* **Problem details**
Copy every line of the material precisely.

* **Exercise material**
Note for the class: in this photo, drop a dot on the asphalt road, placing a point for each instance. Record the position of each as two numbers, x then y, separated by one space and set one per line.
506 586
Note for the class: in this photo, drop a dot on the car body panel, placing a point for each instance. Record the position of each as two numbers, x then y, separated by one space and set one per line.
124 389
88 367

* **Response below**
Note for the class: in this photo, drop a dot on the asphalt road, placing a point for each instance. Record the position of each as two numbers, x then y, separated by one space and set one per line.
506 586
Note for the class: in this photo, drop a dot on the car body panel, placing a point for each instance. Record the position of each as two numbers, x then y, separated by one space and set one per line.
124 389
88 367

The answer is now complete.